Rows from a dataset
▼

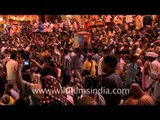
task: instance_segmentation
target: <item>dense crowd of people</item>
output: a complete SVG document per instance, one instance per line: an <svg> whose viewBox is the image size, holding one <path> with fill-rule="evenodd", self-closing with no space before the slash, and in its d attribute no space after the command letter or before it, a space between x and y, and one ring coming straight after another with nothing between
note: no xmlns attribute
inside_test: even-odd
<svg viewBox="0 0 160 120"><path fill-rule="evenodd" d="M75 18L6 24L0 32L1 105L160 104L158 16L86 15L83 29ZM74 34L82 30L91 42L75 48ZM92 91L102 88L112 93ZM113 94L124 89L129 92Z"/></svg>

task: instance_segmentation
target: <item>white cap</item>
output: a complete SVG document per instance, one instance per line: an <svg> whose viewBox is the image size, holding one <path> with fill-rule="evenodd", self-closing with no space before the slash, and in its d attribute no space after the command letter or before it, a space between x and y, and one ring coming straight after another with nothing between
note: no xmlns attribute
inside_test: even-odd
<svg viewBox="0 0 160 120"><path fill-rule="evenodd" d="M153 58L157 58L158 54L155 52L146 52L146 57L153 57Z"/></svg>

▲
▼

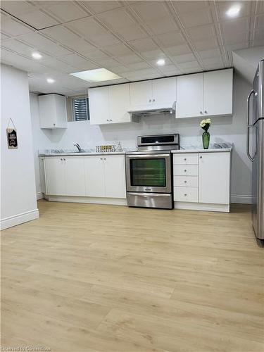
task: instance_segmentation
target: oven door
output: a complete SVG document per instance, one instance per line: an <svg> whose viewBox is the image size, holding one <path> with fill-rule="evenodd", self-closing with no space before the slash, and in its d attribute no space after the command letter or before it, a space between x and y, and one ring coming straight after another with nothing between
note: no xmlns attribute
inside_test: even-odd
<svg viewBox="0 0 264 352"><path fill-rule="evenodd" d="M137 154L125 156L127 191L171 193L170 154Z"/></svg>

▲

→ **Task instructions**
Pull out each line of the records that contains the word "target". Uppercase and lowercase letters count as different.

→ **Output of the exercise**
target: <item>dense crowd of people</item>
target: <item>white cap</item>
target: oven door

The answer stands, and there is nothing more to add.